_TASK ITEM_
The answer must be an exact copy of the lines from the one holding "Exercise. Pick out the red jacket" through the final line of the entries, and nothing else.

——————

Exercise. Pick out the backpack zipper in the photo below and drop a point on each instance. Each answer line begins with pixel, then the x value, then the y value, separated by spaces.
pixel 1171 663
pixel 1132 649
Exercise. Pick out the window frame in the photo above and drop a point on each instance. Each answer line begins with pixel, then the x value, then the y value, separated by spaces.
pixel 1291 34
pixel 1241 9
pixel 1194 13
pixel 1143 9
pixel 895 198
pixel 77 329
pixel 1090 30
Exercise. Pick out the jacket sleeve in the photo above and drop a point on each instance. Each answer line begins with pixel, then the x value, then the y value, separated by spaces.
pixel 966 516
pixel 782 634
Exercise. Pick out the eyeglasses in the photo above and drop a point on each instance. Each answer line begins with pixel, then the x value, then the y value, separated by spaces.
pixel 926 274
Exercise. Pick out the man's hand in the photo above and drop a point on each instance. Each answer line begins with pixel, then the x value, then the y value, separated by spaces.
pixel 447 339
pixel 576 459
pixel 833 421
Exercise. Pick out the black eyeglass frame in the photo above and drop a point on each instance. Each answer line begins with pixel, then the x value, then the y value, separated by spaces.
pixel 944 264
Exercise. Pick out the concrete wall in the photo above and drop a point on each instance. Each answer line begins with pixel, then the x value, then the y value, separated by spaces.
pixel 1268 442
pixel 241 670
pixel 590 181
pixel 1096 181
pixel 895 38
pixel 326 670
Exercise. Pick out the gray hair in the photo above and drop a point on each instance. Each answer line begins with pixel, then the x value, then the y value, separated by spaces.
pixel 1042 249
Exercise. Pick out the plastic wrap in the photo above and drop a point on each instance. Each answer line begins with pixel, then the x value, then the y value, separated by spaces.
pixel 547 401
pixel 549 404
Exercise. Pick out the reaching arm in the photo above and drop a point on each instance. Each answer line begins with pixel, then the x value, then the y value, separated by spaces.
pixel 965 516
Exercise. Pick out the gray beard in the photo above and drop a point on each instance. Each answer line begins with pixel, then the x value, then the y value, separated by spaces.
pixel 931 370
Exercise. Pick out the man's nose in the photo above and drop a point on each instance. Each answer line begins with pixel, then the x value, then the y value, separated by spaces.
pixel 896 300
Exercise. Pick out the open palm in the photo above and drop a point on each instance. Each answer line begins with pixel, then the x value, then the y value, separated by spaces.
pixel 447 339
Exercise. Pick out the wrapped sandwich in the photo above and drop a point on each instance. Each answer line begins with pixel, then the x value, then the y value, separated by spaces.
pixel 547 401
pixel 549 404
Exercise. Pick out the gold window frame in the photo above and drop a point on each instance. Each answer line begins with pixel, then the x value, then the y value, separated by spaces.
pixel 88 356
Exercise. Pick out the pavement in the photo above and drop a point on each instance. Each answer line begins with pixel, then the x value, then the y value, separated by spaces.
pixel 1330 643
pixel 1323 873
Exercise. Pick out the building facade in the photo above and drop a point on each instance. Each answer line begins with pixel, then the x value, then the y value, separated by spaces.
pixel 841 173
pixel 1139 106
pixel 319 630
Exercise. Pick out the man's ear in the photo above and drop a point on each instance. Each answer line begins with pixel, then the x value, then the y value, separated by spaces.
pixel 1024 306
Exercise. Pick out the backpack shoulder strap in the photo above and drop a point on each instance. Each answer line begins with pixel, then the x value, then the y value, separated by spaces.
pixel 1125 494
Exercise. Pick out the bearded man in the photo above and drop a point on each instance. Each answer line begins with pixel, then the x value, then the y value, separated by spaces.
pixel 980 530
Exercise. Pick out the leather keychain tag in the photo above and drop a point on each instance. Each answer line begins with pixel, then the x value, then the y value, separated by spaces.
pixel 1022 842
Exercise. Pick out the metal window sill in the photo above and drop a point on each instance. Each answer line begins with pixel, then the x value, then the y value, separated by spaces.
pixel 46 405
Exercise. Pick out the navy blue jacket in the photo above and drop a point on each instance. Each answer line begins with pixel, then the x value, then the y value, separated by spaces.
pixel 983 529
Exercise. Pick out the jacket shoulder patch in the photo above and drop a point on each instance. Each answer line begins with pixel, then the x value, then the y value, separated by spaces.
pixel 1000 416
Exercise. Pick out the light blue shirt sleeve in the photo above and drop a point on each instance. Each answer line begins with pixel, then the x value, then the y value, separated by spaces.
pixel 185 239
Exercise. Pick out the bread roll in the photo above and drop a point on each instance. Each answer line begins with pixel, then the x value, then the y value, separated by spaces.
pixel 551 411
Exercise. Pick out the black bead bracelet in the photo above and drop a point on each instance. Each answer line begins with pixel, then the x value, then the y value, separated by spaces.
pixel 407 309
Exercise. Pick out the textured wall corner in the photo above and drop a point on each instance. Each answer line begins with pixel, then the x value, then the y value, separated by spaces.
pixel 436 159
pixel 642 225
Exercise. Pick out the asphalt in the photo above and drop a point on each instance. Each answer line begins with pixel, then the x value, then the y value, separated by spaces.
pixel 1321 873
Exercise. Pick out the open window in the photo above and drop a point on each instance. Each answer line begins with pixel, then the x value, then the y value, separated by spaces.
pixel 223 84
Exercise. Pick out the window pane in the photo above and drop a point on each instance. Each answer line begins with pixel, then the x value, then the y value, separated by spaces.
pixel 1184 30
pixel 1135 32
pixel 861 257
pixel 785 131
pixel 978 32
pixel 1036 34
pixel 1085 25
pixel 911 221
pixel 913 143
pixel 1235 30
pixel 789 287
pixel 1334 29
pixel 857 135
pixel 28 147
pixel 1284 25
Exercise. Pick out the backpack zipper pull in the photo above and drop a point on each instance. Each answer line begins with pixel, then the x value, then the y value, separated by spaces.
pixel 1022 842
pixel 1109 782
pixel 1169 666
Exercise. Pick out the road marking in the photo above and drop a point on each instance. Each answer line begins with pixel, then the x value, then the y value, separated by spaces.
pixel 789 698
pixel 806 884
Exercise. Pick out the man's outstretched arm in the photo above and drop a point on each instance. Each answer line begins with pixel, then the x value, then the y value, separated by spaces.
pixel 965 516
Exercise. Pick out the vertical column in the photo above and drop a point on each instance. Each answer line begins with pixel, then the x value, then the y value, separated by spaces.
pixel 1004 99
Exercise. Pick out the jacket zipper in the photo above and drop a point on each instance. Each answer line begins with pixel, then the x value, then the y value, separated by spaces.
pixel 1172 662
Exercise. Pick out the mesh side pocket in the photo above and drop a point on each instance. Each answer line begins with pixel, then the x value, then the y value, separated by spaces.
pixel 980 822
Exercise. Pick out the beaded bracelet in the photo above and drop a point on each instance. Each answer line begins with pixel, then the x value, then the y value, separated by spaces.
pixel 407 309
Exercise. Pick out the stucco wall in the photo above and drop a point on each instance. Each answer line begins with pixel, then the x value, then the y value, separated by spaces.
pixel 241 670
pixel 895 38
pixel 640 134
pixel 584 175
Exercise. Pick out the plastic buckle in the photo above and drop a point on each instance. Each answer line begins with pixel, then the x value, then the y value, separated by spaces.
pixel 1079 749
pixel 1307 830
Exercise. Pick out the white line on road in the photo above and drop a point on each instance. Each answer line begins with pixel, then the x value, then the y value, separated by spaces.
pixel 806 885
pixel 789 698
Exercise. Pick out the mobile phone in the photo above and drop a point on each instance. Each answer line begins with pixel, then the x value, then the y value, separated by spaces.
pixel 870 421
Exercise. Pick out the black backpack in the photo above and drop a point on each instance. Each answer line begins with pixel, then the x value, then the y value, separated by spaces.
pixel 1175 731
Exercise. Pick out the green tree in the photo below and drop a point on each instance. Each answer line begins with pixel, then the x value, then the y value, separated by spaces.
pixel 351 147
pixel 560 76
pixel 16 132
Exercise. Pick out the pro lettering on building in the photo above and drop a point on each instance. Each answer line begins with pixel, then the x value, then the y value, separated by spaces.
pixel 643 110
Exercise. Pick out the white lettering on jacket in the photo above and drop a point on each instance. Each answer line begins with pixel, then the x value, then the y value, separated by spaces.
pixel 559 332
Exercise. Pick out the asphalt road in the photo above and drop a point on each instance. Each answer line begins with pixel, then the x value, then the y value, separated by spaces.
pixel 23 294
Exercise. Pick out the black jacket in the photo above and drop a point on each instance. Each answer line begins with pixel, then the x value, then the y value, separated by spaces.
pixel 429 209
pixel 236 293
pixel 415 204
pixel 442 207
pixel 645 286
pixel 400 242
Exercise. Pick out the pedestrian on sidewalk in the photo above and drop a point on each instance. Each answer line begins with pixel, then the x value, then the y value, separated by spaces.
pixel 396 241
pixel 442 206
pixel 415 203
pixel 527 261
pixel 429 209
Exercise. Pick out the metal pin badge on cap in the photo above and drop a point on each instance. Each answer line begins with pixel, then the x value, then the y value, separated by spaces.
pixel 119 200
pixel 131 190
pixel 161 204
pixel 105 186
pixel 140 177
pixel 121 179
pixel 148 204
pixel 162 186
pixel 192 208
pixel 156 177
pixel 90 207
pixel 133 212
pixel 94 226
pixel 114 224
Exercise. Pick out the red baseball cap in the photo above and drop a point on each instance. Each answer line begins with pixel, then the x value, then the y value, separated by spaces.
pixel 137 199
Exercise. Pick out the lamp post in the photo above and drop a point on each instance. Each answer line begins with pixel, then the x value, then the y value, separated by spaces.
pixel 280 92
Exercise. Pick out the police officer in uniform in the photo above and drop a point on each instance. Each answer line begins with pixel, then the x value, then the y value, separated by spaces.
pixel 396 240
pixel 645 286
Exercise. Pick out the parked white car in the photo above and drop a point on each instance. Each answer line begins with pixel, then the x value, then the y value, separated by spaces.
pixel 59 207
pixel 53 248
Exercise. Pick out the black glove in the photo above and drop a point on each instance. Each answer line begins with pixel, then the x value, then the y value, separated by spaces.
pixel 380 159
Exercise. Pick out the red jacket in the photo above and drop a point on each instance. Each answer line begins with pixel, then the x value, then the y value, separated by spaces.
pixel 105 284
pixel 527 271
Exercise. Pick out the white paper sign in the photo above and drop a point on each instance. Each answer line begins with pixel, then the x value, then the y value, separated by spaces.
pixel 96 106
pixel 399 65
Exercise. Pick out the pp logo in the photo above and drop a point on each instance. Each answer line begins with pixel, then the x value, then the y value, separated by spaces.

——————

_REPLY TO THE EXERCISE_
Exercise. Pick out the red jacket in the photo above and drop a point on each instance. Each answer line begins with pixel, then the x value, then the y value, separated by spaces.
pixel 105 284
pixel 527 271
Exercise. Pick out the white paper sign in the photo above and drop a point on each instance. Each answer line begins with pixel, then the x value, then the y value, separated by spaces.
pixel 96 106
pixel 399 65
Exercise. Pick out the pp logo in the photo above and drop a point on each instance. Each answer line begins with pixel, then the x value, then the y value, separated by spaces.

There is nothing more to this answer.